Ajo es micropoetisa. Escribe versos como tuits. "Todo el mundo tiene nada que decir". Tanto como cuatro poemarios.

La micropoetisa Ajo, con su perra Musa María Furiase Toledano. / HENRIQUE MARIÑO

Pascal redactó en cierta ocasión una carta más extensa de lo usual porque carecía de tiempo para escribirla más breve, un vísteme despacio, que tengo prisa epistolar que, llevado a la poesía, vendría a decir cuéntame mucho, que me falta espacio. Ajo (Saldaña, 1963) ha elevado la mínima expresión a la máxima potencia. Micropoemas, su primer libro, poco menos que un librillo, salió de imprenta en 2004 y pronto fue reeditado. El reclamo impreso en la faja de la segunda edición ha sido la mejor reseña publicada hasta la fecha: ¡Más de cien copias vendidas!


“Hay que tener huevos”, reconoce Ajo, cuyos ripios comenzaron a multiplicarse como Gremlins tras su bautizo literario. A la primera entrega, que iba por la octava edición en 2012, se le han sumado otras tres, a cargo de las editoriales La Luz Roja y Arrebato. No son composiciones sino cosmovisiones poéticas, haikus desarmados, aforismos traviesos, greguerías que no beben tanto de Gómez de la Serna como de la troica Cave-Waits-Cohen. El manifiesto ajista cabe en un haz de caracteres, lo que hoy es un tuit.

[ENTRADAS DEL CONJUNTO]
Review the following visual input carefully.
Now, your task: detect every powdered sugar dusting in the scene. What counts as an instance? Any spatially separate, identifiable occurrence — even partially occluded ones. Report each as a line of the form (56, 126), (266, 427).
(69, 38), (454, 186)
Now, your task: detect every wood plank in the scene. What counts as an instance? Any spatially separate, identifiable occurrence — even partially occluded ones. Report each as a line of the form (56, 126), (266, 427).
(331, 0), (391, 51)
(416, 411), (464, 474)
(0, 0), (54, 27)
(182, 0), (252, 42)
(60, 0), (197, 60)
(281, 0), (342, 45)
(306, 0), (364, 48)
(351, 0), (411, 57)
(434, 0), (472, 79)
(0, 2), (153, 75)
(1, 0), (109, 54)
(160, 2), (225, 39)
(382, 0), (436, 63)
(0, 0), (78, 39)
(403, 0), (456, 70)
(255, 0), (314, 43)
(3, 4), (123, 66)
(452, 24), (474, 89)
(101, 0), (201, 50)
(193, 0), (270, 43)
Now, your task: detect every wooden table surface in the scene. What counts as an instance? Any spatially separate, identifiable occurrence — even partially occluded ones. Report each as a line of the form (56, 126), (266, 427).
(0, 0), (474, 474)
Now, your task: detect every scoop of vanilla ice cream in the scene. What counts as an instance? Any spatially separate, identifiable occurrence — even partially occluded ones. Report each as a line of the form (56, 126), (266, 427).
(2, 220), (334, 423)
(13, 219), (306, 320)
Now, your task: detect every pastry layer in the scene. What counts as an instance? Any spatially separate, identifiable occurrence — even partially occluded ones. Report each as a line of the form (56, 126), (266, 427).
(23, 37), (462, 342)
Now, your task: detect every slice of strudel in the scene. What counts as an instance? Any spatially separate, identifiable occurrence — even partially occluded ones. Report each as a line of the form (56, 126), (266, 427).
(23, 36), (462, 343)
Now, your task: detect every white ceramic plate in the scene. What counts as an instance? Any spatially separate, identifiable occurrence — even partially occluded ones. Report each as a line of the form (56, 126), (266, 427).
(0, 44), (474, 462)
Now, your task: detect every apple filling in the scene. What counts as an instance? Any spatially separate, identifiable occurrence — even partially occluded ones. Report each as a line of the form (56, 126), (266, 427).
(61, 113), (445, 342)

[TAREAS PENDIENTES]
• A. Indica si cada afirmación coincide con el texto sobre Ajo y responde sí o no, citando literalmente las palabras del texto que lo deciden: (i) Micropoemas salió de imprenta en 2004. (ii) Las otras tres entregas las publicó una única editorial. (iii) En 2012 la primera entrega iba por la octava edición.
• B. Responde, según el texto sobre Ajo:
(i) ¿Cómo se llama la perra de Ajo?
(ii) ¿Qué reclamo iba impreso en la faja de la segunda edición de Micropoemas?
(iii) ¿A qué equivale hoy la extensión del manifiesto ajista?
Las entradas no hacen falta para resolver nada.

[SOLUCIONES]
• A.
(i) Sí: "salió de imprenta en 2004".
(ii) No: "a cargo de las editoriales La Luz Roja y Arrebato".
(iii) Sí: "que iba por la octava edición en 2012".

• B.
(i) Musa María Furiase Toledano.
(ii) ¡Más de cien copias vendidas!
(iii) A un tuit.